WORK TO BE COMPLETED – Reproduce every record verbatim but drop the pictures.
**** DATA FOR PROCESSING ****
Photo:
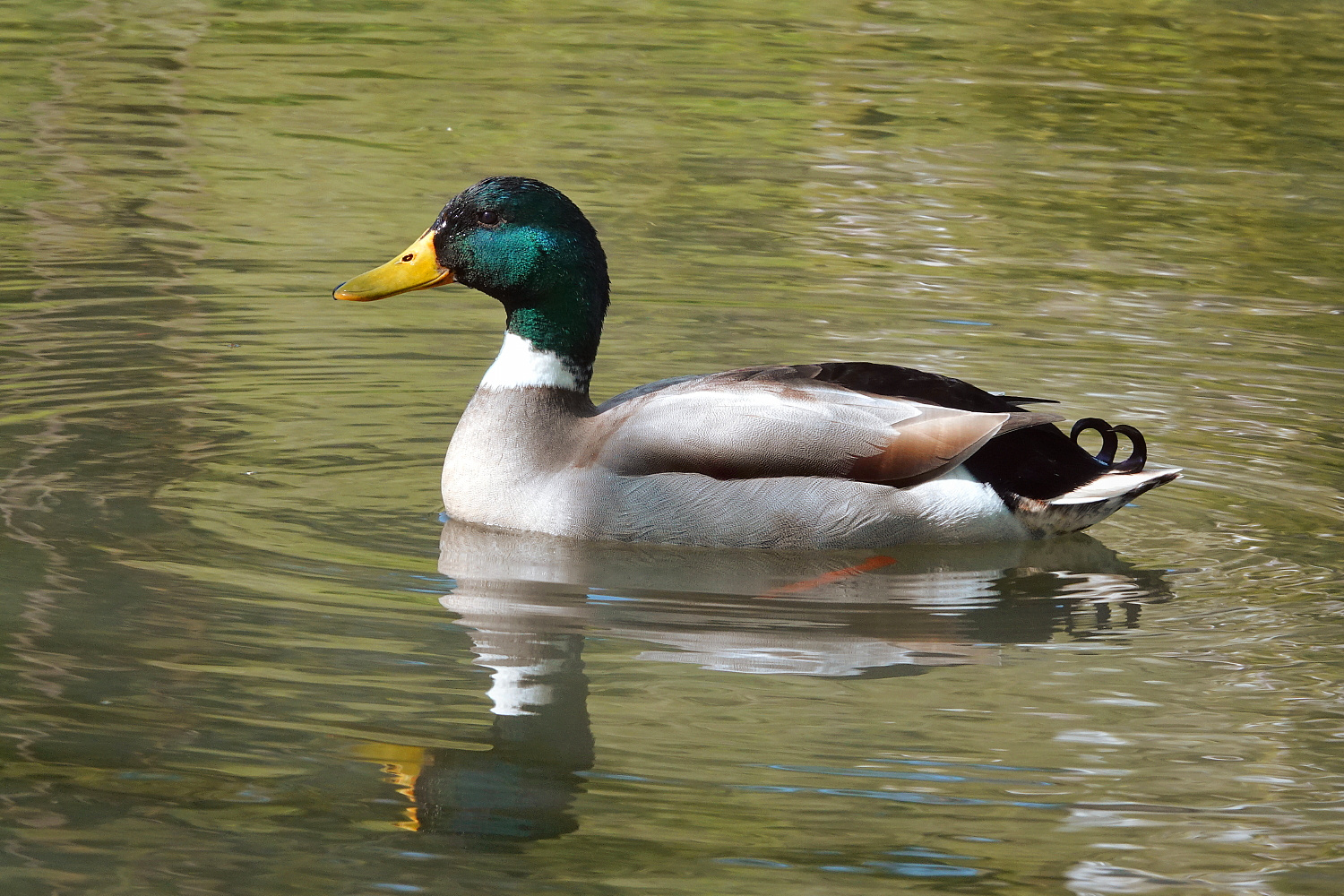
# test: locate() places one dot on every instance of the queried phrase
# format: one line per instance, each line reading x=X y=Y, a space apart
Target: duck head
x=521 y=242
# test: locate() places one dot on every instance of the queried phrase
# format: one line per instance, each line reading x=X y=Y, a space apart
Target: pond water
x=241 y=653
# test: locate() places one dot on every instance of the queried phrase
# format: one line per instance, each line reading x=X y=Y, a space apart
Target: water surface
x=244 y=654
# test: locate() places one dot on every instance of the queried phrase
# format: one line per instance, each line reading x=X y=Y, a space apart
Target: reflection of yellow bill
x=417 y=268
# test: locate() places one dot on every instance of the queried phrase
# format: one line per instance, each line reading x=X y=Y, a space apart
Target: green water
x=244 y=657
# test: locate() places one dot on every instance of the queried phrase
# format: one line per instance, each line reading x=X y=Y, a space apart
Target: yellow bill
x=417 y=268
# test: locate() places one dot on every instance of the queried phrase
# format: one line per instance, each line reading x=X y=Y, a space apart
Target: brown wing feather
x=773 y=422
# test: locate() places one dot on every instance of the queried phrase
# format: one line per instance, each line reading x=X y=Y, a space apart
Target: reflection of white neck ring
x=515 y=688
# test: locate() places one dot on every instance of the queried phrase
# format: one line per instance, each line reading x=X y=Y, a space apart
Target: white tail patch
x=1113 y=485
x=523 y=366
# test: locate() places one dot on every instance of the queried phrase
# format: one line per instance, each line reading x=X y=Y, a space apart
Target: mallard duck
x=788 y=455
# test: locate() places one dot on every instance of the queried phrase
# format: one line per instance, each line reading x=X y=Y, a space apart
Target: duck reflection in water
x=529 y=600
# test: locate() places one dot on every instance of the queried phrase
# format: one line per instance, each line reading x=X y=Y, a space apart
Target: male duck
x=806 y=455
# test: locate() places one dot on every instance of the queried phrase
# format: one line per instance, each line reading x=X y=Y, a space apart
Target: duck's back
x=811 y=455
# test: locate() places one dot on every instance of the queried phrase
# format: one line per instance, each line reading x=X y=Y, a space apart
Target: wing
x=787 y=421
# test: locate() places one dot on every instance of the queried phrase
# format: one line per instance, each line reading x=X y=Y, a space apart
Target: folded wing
x=781 y=421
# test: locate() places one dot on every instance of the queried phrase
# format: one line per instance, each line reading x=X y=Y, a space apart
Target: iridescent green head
x=521 y=242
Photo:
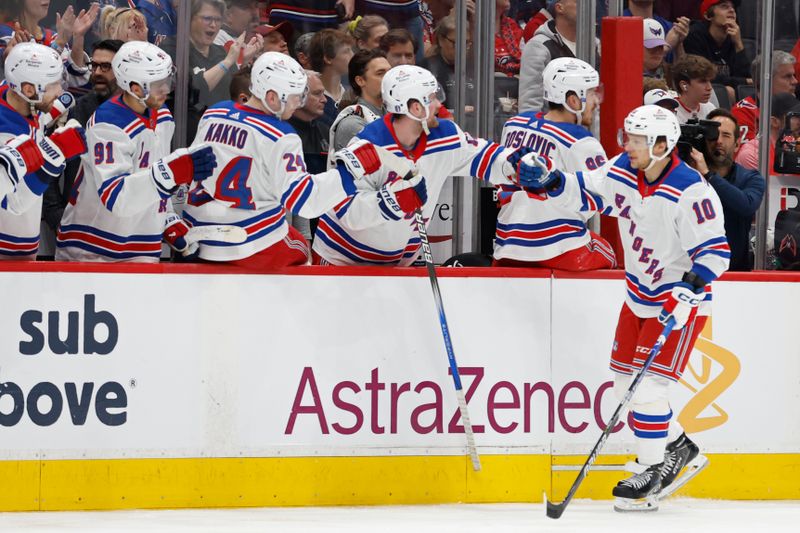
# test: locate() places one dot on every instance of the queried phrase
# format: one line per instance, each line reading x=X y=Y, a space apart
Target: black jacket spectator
x=740 y=192
x=733 y=68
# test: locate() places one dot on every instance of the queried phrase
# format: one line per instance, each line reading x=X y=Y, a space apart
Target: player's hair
x=240 y=84
x=648 y=84
x=691 y=67
x=110 y=45
x=445 y=26
x=244 y=4
x=363 y=26
x=325 y=45
x=779 y=58
x=397 y=36
x=358 y=67
x=720 y=112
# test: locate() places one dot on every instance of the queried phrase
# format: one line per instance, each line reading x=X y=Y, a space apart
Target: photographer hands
x=699 y=161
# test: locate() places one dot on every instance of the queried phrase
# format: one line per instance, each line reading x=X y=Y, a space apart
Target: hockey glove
x=681 y=304
x=537 y=172
x=70 y=139
x=360 y=158
x=399 y=198
x=511 y=166
x=175 y=235
x=25 y=155
x=182 y=166
x=54 y=160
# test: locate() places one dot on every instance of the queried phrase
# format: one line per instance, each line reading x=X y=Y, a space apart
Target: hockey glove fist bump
x=175 y=235
x=360 y=158
x=513 y=160
x=184 y=165
x=399 y=198
x=61 y=106
x=681 y=304
x=537 y=172
x=70 y=139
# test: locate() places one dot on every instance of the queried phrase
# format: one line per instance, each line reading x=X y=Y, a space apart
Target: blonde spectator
x=368 y=30
x=128 y=25
x=24 y=25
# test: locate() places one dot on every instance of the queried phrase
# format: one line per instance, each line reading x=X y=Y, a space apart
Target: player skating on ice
x=29 y=160
x=263 y=175
x=532 y=234
x=362 y=231
x=672 y=232
x=119 y=208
****
WORKED SOLUTION –
Photo:
# test: locate() places one dot on every instance of the queried phrase
# format: one line per instance, each line reading x=X y=Y, a space apart
Target: duck head
x=521 y=242
# test: locate() places one dot on every instance of the queried phrase
# format: one line per instance, each line reading x=X y=Y, a space apart
Target: pond water
x=241 y=653
# test: locate() places one dot on every instance of the queried phrase
# format: one line per instance, each line reading x=X y=Y, a space apart
Target: water surface
x=244 y=654
# test: locate() places one dot on every instance of the queried phrase
# format: one line per instance, each line reading x=X y=Y, a space apart
Target: reflection of yellow bill
x=417 y=268
# test: locate() places one dot on every instance of the queried phrase
# format: one line per instance, each line reading x=X y=Y, a space apart
Target: green water
x=244 y=657
# test: locate() places one dot on every instance of the queried phrase
# format: one line per instance, each line reading x=X y=Y, a space apart
Target: yellow bill
x=417 y=268
# test: locate() places one dot on every instance of the queried phrase
# format: one line per instance, each line reading x=X y=Y, a space apart
Target: brown wing feather
x=773 y=422
# test: locate() places one dot on every instance of the queried phrase
# format: one line per instance, each line reading x=X y=Y, a space apart
Target: reflection of white neck ring
x=515 y=688
# test: locate() places one dot on every instance of the queried phrase
# format: one line per instance, each line reading x=X y=Y, a space apart
Target: white tail patch
x=1113 y=485
x=523 y=366
# test: locate() places one dot on every instance of the queried phrase
# format: one line per instance, each line reading x=X y=Y, a space apart
Target: mallard duck
x=788 y=455
# test: locate() places one dot on every instance of the queried phrase
# format: one line per instance, each line reading x=X y=Y, a space apart
Target: duck reflection in water
x=529 y=600
# test: locate() places one dot on every instance of the queried phrase
# format: one line per instance, each line reading x=X y=Y, a space apart
Target: male duck
x=806 y=455
# test: locate() places one dot on every instance of the queried phrase
# format: one line per instance, each line reading x=X y=Y, a space apart
Target: duck's back
x=811 y=455
# test: locate() places one dot on every instance of the queried phrase
# format: one line per instance, each line reading x=X y=Y, a space apart
Target: wing
x=787 y=421
# test: locate() places one dot on every instance of the queried phrase
# format: one line per instance, each line reading x=X y=Y, a space apart
Target: folded wing
x=781 y=421
# test: locate() places one dot on every instance of the queried phrase
# format: one line per instance, each line reading x=X y=Y, a space apart
Target: iridescent green head
x=521 y=242
Photo:
# test: locate() places one dot on every instance of the queried phrase
# format: one line per instance, each line reading x=X y=Y, a space apart
Target: black jacket spectator
x=740 y=192
x=733 y=68
# test: locate() places one dot on every instance of the queried phrase
# format: one line per instance, each line reading x=X y=Y, a space apart
Target: player's hair
x=240 y=84
x=648 y=84
x=691 y=67
x=110 y=45
x=445 y=26
x=244 y=4
x=363 y=26
x=325 y=45
x=779 y=58
x=397 y=36
x=358 y=67
x=720 y=112
# test: locate() places one dot on every instance of the queried phrase
# format: one line per instance, each line reading x=X y=Y, a space apart
Target: photographer hands
x=699 y=161
# test: locate() places one dot on every instance of the queried phrase
# format: one line per instance, each line reading x=X y=Y, a space apart
Target: hockey glove
x=681 y=304
x=537 y=172
x=70 y=139
x=360 y=158
x=399 y=198
x=511 y=166
x=175 y=235
x=25 y=155
x=182 y=166
x=54 y=160
# test: locate() places one dot on every instance of the queried phrase
# format: one line per instance, each line reading x=X y=Y, a space apart
Target: hockey glove fist bump
x=175 y=235
x=360 y=158
x=513 y=160
x=184 y=165
x=399 y=198
x=61 y=106
x=681 y=304
x=537 y=172
x=70 y=139
# test: locate() places one dot on every instance of the queried phrase
# format: one line per instance, each line reading x=X y=Y, a space apart
Target: blonde spectator
x=368 y=30
x=128 y=25
x=24 y=25
# test: locate() places one dot on every instance of the queried phrase
# format: one line per instance, each line reading x=X y=Y, a space apart
Target: player skating on ice
x=29 y=160
x=263 y=175
x=532 y=234
x=362 y=231
x=672 y=232
x=119 y=208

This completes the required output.